----- EXTRACTED DATA

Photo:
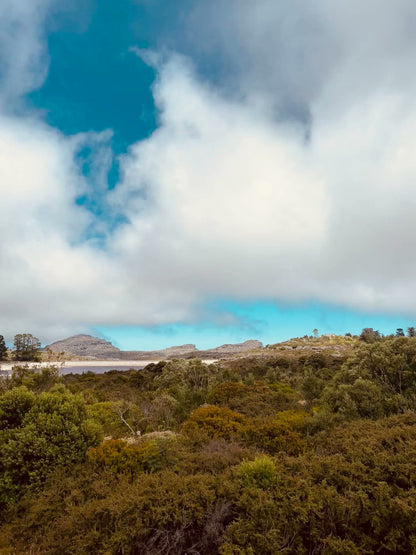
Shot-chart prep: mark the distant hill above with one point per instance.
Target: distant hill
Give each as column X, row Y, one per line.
column 93, row 347
column 86, row 346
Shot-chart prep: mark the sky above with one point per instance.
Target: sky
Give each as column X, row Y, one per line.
column 206, row 172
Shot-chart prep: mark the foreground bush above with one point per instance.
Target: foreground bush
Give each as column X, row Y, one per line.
column 39, row 433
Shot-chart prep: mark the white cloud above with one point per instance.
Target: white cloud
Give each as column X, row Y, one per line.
column 224, row 199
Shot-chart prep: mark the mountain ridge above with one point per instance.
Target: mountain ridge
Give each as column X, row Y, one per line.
column 88, row 346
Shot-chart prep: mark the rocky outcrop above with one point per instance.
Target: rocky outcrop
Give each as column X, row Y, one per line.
column 93, row 347
column 86, row 346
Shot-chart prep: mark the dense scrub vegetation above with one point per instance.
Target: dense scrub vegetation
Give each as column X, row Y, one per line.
column 294, row 450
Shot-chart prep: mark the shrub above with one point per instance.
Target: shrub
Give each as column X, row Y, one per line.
column 260, row 473
column 214, row 422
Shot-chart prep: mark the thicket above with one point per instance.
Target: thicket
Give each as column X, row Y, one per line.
column 304, row 451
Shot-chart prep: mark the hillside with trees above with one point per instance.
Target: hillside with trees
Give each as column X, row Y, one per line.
column 307, row 446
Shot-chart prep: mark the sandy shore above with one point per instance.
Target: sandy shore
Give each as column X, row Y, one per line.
column 117, row 364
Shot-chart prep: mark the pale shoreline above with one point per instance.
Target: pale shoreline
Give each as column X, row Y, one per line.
column 68, row 364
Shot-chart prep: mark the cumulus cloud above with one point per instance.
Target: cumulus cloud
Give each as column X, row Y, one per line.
column 288, row 177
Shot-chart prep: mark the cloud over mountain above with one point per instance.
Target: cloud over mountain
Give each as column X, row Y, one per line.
column 286, row 174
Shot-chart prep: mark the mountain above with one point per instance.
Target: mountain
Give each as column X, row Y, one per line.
column 86, row 346
column 93, row 347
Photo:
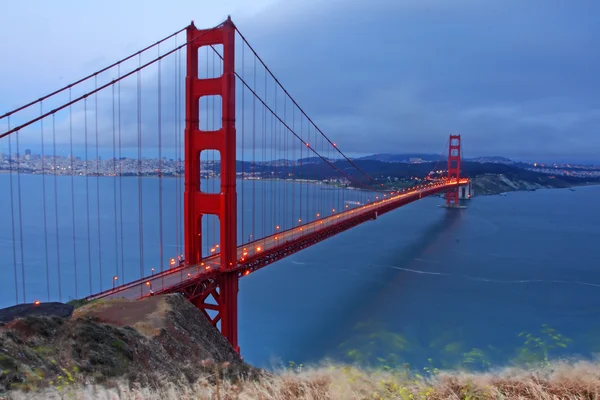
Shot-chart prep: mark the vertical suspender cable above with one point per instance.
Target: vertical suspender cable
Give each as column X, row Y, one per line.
column 243, row 143
column 20, row 217
column 160, row 220
column 253, row 231
column 44, row 205
column 123, row 280
column 87, row 196
column 114, row 128
column 73, row 193
column 98, row 184
column 264, row 151
column 56, row 208
column 139, row 142
column 12, row 214
column 177, row 187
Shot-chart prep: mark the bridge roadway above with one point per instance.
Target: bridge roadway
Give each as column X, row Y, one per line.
column 255, row 255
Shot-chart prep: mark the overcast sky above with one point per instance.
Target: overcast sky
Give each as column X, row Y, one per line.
column 518, row 78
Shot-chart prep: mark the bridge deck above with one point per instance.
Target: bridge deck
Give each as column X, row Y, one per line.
column 257, row 254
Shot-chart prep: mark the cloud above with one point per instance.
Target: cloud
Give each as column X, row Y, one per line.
column 514, row 78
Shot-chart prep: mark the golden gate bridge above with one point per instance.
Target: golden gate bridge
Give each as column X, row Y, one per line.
column 205, row 99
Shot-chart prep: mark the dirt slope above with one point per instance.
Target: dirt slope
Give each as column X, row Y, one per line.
column 162, row 336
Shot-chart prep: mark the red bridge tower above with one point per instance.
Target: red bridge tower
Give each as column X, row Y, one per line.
column 223, row 204
column 453, row 169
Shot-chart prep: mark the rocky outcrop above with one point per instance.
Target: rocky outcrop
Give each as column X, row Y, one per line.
column 158, row 339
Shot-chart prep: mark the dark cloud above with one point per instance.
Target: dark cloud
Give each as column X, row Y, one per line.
column 515, row 78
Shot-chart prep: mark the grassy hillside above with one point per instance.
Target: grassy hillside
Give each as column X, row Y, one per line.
column 559, row 381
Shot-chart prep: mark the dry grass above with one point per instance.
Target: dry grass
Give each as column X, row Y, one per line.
column 579, row 380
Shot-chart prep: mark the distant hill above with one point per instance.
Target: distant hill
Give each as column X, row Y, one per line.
column 410, row 157
column 424, row 157
column 491, row 159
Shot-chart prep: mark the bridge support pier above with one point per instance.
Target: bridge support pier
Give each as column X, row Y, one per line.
column 223, row 204
column 452, row 196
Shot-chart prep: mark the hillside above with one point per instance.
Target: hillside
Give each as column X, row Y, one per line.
column 162, row 338
column 163, row 348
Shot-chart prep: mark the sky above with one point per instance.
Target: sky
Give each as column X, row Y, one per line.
column 515, row 78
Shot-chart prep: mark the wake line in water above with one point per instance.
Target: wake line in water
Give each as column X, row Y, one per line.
column 474, row 278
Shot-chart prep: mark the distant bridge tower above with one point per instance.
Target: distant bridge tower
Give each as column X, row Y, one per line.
column 223, row 204
column 452, row 197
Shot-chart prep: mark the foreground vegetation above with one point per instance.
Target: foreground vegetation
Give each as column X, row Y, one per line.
column 579, row 380
column 163, row 348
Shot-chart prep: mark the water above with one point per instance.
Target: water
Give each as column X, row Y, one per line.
column 419, row 283
column 424, row 282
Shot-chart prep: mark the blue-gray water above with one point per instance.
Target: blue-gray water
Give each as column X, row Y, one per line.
column 420, row 282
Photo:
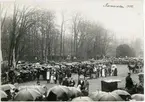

----------

Copy every line of the data above word for word, leaving out the pictures.

Photo:
Shot-chart prep: mark the distant hill above with one point per instance.
Target: distant hill
Give each as column X, row Y, one per line.
column 93, row 347
column 86, row 346
Shot-chart prep: mark the sky above with one point per instance.
Target: sky
Give each as column X, row Y, one per line.
column 206, row 172
Shot-chart prep: mark the foreground bush above with one point per instance.
Target: foreground bush
Give each as column X, row Y, one per line.
column 39, row 433
Shot-chart prep: mark the white cloud above with one point per instance.
Target: white cloud
Give each as column X, row Y, one per line.
column 224, row 199
Shot-chart prep: mark the mountain ridge above with one point per instance.
Target: mountain ridge
Give each as column X, row Y, one per line.
column 88, row 346
Shot-chart prep: mark the rocky outcrop above with one point per instance.
Target: rocky outcrop
Give each as column X, row Y, one per line.
column 93, row 347
column 86, row 346
Shot-chart prep: mark the dense scrub vegetation above with one point per instance.
Target: dense scrub vegetation
Give each as column X, row Y, one per line.
column 294, row 450
Shot-chart prep: mark the shrub above with one point per instance.
Target: shrub
Give each as column X, row Y, one per line.
column 260, row 473
column 214, row 422
Shot-chart prep: mark the thicket above with one point per instance.
Target: thicket
Give each as column X, row Y, one per line.
column 304, row 451
Shot-chart prep: mark the hillside with trees above with one point per instance.
Target: hillside with trees
Give each as column X, row Y, one per line.
column 307, row 446
Shot-chart prep: mark the sandy shore above with one point per instance.
Target: sandy shore
Give each as column X, row Y, one per line.
column 117, row 364
Shot-chart prep: mark the pale shoreline above with one point per instance.
Target: pale shoreline
Give each as column X, row Y, one per line.
column 68, row 364
Shot-chart prep: mark the cumulus cloud above with one point per instance.
Target: cumulus cloud
Give each as column X, row Y, one per line.
column 288, row 177
Shot-chart prep: mark the cloud over mountain above with one point per instance.
Target: cloud over mountain
Give each as column X, row Y, one per line.
column 286, row 174
Shot-chart prep: mark the mountain above with one point per instance.
Target: mountain
Give each as column X, row Y, one per line.
column 86, row 346
column 93, row 347
Photo:
Shot-chart prep: mark the vertical suspender cable above with one point per instance.
Target: vertical suspender cable
Give each as column X, row Y, one per line.
column 243, row 143
column 20, row 217
column 160, row 220
column 253, row 231
column 44, row 205
column 123, row 280
column 87, row 196
column 114, row 128
column 73, row 193
column 98, row 184
column 264, row 151
column 56, row 208
column 139, row 142
column 12, row 214
column 177, row 187
Shot-chart prep: mark the bridge roadway above with one point per instance.
Target: bridge roadway
Give each as column X, row Y, one per line.
column 255, row 255
Shot-chart prep: mark the overcast sky above with one point per instance.
Target: overcast sky
Give each as column X, row Y, one per line.
column 518, row 78
Shot-chart prep: mark the bridge deck above with one point per instance.
Target: bridge deck
Give each as column X, row Y, one per line.
column 257, row 254
Shot-chart prep: mark the cloud above with one point per instance.
Target: cloud
Give each as column X, row Y, one per line.
column 514, row 78
Shot-chart prep: mark the golden gate bridge above with one point per instance.
Target: golden gate bridge
Give each as column X, row Y, one per line.
column 205, row 99
Shot-chart prep: mark the dirt slope above with one point per instance.
Target: dirt slope
Give each as column X, row Y, one per line.
column 162, row 336
Shot-chart prep: mark the red bridge tower above with one point per instance.
Target: red bridge tower
Give each as column X, row Y, one per line.
column 223, row 204
column 453, row 169
Shot-chart prep: mark the rocky outcrop above with one point per instance.
Target: rocky outcrop
Give each as column X, row Y, one per line.
column 158, row 339
Shot-chart prep: mark the dark cloud above with one point per instance.
Target: dark cloud
Give each as column X, row Y, one per line.
column 515, row 78
Shot-chart prep: mark the grassy hillside above with one point per instance.
Target: grassy hillside
Give each as column X, row Y, one per line.
column 559, row 381
Shot-chart prep: mark the dry grass above with one point per instance.
Target: dry grass
Give each as column X, row Y, one per line.
column 579, row 380
Shot-chart prep: mark the distant hill above with one point per instance.
Target: distant hill
Give each as column X, row Y, one per line.
column 410, row 157
column 424, row 157
column 491, row 159
Shot-chart prep: mark the bridge support pier above with one point per instance.
Target: bridge support pier
Give each as column X, row Y, one per line.
column 223, row 204
column 452, row 196
Shot-chart prep: mark the hillside above with one point per instance.
Target: hillside
Give each as column X, row Y, one per line.
column 162, row 338
column 163, row 348
Shot-chart prep: mark the sky above with one point per instance.
Target: sky
Give each as column X, row Y, one per line.
column 515, row 78
Shot-chart prep: mark the wake line in water above with one point per instance.
Target: wake line in water
Give each as column X, row Y, one per line.
column 474, row 278
Shot-chart prep: mark the distant bridge tower above with one point per instance.
Target: distant bridge tower
Give each as column X, row Y, one per line.
column 223, row 204
column 452, row 197
Shot-chart prep: mark the foreground vegetation above with one point per instance.
Target: foreground vegetation
Give each as column X, row Y, one per line.
column 579, row 380
column 163, row 348
Shot-chart prep: mark the water above with one point per instance.
Target: water
Give each as column X, row Y, one per line.
column 419, row 283
column 424, row 282
Shot-chart prep: mark the blue-gray water above with one point per instance.
Target: blue-gray water
Give each as column X, row Y, one per line.
column 420, row 282
Photo:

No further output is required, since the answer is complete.